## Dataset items
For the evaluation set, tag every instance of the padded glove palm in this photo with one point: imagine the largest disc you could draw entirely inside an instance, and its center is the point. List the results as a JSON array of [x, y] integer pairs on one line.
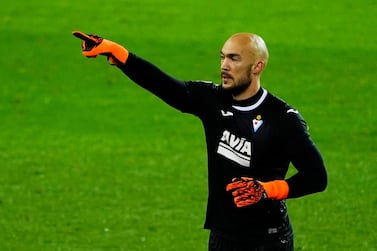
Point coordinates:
[[93, 45]]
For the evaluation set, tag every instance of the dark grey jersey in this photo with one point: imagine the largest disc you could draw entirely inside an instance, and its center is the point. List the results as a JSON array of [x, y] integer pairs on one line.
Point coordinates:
[[258, 137]]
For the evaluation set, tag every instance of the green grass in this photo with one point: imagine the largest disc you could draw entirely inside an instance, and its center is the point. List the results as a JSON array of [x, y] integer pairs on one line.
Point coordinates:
[[90, 161]]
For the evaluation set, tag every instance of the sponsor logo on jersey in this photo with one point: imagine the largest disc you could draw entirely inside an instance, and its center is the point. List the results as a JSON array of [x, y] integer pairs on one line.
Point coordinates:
[[257, 122], [226, 113], [235, 148]]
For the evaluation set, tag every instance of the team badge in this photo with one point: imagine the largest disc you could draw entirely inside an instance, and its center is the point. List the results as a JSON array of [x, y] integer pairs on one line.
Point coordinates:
[[257, 122]]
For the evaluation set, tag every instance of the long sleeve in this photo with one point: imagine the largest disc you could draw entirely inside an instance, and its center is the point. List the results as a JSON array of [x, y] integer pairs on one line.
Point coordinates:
[[145, 74]]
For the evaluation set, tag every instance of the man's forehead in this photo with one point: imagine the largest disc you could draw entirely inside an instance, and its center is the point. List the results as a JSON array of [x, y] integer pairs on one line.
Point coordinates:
[[235, 47]]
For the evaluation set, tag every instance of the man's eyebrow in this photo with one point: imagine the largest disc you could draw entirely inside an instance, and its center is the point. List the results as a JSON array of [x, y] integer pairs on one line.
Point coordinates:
[[230, 54]]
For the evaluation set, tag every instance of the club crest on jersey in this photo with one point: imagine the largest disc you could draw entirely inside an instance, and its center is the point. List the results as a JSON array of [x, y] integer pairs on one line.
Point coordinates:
[[257, 123]]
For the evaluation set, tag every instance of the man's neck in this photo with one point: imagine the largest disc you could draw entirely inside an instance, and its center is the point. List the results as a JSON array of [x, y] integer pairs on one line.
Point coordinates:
[[249, 92]]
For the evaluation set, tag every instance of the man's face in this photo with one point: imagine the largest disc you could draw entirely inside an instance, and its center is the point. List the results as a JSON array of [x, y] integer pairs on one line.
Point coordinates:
[[236, 65]]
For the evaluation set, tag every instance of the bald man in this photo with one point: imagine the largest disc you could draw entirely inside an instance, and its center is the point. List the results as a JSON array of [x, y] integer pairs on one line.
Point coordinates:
[[252, 137]]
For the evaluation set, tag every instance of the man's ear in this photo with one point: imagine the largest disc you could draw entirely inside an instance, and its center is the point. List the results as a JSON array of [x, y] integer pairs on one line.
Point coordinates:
[[258, 67]]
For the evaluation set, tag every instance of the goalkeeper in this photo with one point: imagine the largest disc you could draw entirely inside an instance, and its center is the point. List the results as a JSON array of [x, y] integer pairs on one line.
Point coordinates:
[[252, 137]]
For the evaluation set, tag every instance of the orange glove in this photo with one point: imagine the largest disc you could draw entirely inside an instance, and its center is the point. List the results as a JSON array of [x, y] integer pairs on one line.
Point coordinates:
[[247, 191], [93, 45]]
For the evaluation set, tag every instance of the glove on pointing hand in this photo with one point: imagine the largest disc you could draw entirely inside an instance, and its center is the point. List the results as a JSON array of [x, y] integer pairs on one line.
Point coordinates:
[[247, 191], [93, 45]]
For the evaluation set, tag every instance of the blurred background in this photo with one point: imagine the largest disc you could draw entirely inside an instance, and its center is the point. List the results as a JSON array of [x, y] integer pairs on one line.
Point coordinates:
[[90, 161]]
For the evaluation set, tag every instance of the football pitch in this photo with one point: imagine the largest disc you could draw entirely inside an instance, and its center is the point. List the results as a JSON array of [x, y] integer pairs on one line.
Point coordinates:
[[91, 161]]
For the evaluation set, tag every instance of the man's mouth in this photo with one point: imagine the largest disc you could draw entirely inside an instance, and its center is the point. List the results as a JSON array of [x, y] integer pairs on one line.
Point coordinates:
[[225, 76]]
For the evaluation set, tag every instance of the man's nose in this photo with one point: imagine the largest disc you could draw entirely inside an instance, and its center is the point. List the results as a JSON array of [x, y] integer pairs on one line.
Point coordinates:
[[225, 64]]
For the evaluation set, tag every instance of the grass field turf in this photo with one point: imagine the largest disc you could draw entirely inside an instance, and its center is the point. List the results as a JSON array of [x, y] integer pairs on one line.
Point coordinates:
[[89, 161]]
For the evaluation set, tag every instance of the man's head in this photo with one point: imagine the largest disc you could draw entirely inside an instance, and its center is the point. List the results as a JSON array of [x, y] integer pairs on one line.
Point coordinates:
[[243, 58]]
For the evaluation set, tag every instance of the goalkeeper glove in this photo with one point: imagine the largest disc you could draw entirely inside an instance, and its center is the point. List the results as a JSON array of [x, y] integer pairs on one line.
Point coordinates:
[[93, 45], [247, 191]]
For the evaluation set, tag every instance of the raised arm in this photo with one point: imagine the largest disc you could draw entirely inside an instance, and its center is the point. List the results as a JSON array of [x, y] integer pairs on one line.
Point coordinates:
[[140, 71]]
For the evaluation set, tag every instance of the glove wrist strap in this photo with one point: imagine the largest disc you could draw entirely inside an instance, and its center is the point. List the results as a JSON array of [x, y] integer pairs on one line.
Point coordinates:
[[277, 189]]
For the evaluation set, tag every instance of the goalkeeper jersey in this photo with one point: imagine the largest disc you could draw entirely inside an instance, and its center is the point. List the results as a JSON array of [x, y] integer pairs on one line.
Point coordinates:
[[258, 137]]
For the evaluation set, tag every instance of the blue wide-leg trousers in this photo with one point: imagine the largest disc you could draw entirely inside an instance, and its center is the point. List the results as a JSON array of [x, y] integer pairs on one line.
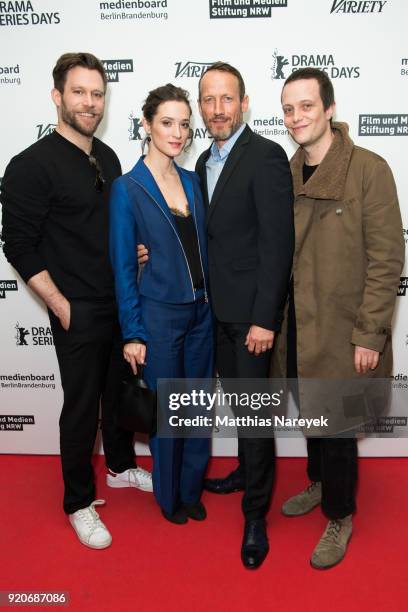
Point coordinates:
[[180, 344]]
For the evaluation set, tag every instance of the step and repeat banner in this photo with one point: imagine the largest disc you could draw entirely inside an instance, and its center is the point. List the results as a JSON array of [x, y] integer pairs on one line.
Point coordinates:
[[145, 43]]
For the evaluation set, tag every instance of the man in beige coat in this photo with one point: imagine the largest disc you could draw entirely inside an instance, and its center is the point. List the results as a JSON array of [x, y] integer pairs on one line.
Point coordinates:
[[348, 258]]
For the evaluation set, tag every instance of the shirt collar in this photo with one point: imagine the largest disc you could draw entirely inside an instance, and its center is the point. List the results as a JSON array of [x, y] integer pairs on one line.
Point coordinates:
[[221, 154]]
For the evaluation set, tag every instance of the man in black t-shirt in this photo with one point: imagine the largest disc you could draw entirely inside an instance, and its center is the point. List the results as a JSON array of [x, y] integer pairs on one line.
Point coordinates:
[[55, 198]]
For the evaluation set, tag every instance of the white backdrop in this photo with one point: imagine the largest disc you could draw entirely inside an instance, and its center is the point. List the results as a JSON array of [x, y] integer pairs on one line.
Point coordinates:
[[362, 45]]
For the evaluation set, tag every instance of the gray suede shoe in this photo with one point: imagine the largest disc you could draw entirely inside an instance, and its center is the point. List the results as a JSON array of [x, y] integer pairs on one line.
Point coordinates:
[[333, 544], [303, 502]]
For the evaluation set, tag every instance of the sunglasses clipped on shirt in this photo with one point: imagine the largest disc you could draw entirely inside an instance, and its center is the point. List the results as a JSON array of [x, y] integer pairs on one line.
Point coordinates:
[[99, 180]]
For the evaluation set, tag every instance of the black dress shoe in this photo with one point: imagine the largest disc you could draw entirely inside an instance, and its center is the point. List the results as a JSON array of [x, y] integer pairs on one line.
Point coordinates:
[[196, 511], [255, 544], [230, 484], [179, 517]]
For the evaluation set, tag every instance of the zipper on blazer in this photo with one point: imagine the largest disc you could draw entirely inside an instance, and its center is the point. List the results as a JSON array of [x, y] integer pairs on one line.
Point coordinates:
[[177, 236], [199, 250]]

## The problem
Can you set down, unchanged, the lines between the one containing "For the evaluation set, tag every instance of the shirt" and the one containing "[[55, 198]]", inclusive?

## Finished answer
For the evaluation set, tag every instance of the shirt collar in this photo with one point: imagine the largest disc you could draw entirely inside an instance, and its center is the point. List the results as a JSON array of [x, y] integer pairs on one line.
Point coordinates:
[[221, 154]]
For the evaluation set, tag every instance of the man in black t-shirt in this photo with one point: imagine the largest disc you could draw entirely inside an instance, and its center is the point. List the results as a JSON array of [x, y] integer pairs on one line.
Point coordinates:
[[55, 198]]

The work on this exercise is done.